ARTICLE

Santos Place is a 6 Star Green Star office building in Brisbane, Queensland, Australia. Construction began in 2007 and was completed in 2009. It was formerly known as Northbridge before major Australian oil and gas exploration production company Santos bought naming rights for the building in January 2009. Santos occupies eight levels.

Location
Alongside 400 George and 275 George St, Santos Place forms part of the North Quarter Precinct in Brisbane's CBD. A major feature of the building is its direct link with the Kurilpa Bridge which extends over the Brisbane River to the Gallery of Modern Art and South Bank cultural precinct.

The building is near central transport links such as the Roma Street railway station as well as Brisbane's Busway with access at King George Square and Queen Street Mall. The building is also close to major shopping precincts such as Queen Street Mall, Wintergarden and Elizabeth Street all of which feature shopping, restaurants, bars, and nightclubs.

EXERCISES
A. In the Santos Place article, what name did the building have before Santos bought its naming rights?
B. Extract a passage from the Santos Place article word for word. Begin at the words "Santos Place is" and stop after the words "occupies eight levels.".
C. Continue the Santos Place article, beginning right after its final sentence.

RECORDS SHOWN
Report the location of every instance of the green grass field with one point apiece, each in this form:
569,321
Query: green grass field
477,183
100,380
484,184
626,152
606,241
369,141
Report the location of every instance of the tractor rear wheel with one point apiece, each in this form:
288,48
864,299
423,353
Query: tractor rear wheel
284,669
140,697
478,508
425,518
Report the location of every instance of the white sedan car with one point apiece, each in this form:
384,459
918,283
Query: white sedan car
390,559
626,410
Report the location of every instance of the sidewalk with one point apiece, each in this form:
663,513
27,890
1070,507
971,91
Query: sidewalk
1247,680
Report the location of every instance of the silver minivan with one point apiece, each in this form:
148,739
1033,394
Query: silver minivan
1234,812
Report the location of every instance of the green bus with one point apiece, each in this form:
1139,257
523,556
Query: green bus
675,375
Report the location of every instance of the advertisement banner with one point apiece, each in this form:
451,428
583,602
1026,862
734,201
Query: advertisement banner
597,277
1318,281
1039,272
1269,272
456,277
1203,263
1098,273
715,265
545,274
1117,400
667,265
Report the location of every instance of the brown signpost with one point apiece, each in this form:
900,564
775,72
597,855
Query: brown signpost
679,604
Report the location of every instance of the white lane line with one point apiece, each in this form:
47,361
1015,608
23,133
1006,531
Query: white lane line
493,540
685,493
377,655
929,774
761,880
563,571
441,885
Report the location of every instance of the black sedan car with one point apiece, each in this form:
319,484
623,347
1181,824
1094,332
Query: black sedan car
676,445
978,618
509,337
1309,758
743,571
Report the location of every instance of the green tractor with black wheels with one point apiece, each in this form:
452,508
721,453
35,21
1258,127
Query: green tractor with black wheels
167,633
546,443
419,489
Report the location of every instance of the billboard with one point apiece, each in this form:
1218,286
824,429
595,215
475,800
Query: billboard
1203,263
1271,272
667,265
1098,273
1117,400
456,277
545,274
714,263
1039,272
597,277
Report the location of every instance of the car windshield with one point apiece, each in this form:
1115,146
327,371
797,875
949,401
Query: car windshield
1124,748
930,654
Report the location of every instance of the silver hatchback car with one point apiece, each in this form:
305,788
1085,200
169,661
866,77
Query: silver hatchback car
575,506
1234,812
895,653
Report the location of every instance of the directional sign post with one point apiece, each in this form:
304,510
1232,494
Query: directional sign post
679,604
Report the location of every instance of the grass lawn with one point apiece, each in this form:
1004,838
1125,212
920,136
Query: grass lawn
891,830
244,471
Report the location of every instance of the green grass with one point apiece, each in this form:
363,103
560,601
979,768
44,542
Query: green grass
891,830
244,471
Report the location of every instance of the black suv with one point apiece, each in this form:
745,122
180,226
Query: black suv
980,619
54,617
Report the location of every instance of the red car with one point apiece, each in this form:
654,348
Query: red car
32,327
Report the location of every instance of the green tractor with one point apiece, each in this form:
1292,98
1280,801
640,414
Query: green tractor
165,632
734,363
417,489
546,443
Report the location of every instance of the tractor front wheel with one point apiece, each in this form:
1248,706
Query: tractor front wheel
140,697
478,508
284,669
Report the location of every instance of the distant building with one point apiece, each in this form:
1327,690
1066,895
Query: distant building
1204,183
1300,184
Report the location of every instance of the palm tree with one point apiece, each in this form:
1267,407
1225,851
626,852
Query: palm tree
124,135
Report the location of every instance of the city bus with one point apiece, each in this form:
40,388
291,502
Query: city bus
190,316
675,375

ANSWER SET
A. Northbridge

B.
Santos Place is a 6 Star Green Star office building in Brisbane, Queensland, Australia. Construction began in 2007 and was completed in 2009. It was formerly known as Northbridge before major Australian oil and gas exploration production company Santos bought naming rights for the building in January 2009. Santos occupies eight levels.

C.
Design
Santos Place was designed by Donovan Hill Architect, and constructed by Hutchinson Builders (in a Design & Construct procurement method). The total cost of the building's construction is A$270 million and it provides 33 000 m2 of floor area. Santos Place is Australia's largest building to receive a 6 star green building design rating.  It features energy efficiency measures such as "high performance double glazing, substantial external sun shading, state of the art ventilation and an energy-efficient gas-powered trigeneration system".  Sensored lighting switches off automatically if no movement is detected after five minutes. Rainwater is collected on the roof and stored in tanks on the top of the building. Construction of the building was done with 20% recycled concrete and 90% recycled steel. It includes a two-level gymnasium and 280 secured basement bicycle parks.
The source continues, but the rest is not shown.